## TEXTO DE ORIGEM
------------
Eu fui convidado para o espetáculo Insubmissas, Vai ter mulher preta protagonista sim! e fui lá prestigiar. Eu não sabia muito o que esperar da peça, mas o que assisti foi incrível e compartilho com vocês agora minhas impressões.
Vamos começar pelo lado negativo logo, para não deixar que ele fique à espreita atrapalhando a experiência final.
Achei a entrada caótica. Quem ficou responsável por isso errou e muito. Primeiro que se o evento está atrasado é essencial informar alguma coisa ao público. Ficar sem saber o porque da demora é chato. O início que estava marcado para as 15h foi rolar quase as 16h.
Na hora de entrar mandaram grupos de 15 por vez. Mas aí tivemos que esperar de novo, dessa vez na porta da arena. Aí chegou um rapaz falando para quem quisesse ir ao banheiro ou beber água que o acompanhasse. Aí quem o fez, tipo eu, perdeu o lugar na fila.
------------
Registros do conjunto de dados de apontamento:
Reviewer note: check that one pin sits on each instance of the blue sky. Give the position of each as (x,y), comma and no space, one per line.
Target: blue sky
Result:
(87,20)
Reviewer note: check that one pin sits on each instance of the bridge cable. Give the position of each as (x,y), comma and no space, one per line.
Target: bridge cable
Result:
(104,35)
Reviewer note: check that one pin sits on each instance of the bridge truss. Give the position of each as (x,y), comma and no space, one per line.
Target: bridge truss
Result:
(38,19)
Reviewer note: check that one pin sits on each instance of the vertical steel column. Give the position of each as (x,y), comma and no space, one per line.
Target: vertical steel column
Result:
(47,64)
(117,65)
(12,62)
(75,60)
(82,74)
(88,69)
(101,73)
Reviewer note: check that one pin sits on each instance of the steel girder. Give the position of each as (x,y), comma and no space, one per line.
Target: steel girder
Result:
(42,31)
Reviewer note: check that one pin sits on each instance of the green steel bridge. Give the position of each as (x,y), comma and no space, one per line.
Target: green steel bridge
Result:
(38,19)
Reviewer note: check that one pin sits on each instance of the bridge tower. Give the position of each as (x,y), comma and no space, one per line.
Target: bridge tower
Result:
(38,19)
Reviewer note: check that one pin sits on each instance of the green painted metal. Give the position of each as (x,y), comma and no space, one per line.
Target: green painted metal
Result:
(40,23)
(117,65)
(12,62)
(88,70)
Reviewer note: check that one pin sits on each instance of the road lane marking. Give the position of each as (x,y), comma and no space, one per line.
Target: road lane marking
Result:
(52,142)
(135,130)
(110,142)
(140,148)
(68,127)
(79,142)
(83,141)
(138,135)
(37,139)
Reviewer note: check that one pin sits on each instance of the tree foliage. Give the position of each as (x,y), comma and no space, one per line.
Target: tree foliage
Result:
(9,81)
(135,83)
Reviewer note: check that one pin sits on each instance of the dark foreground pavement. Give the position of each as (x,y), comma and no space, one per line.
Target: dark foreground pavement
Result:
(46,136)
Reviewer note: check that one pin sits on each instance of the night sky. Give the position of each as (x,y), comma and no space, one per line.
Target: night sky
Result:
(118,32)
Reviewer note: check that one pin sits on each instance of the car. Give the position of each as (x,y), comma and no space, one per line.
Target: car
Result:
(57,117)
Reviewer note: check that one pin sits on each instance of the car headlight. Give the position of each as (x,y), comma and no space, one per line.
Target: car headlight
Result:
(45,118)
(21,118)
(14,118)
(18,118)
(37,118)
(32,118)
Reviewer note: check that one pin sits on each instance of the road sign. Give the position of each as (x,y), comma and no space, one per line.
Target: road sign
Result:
------------
## ENUNCIADO 1
Relacione todos os números que aparecem no texto sobre o espetáculo Insubmissas, indicando a que cada um se refere.
## ENUNCIADO 2
Segundo o texto sobre o espetáculo Insubmissas, por que a avaliação começa pelo lado negativo?

## RESPOSTA CORRETA 1
- 15h: horário marcado para o início do espetáculo.
- 16h: horário aproximado em que o espetáculo de fato começou ("quase as 16h").
- 15: tamanho de cada grupo de pessoas enviado por vez na hora de entrar.

## RESPOSTA CORRETA 2
A avaliação começa pelo lado negativo para que ele não fique "à espreita atrapalhando a experiência final".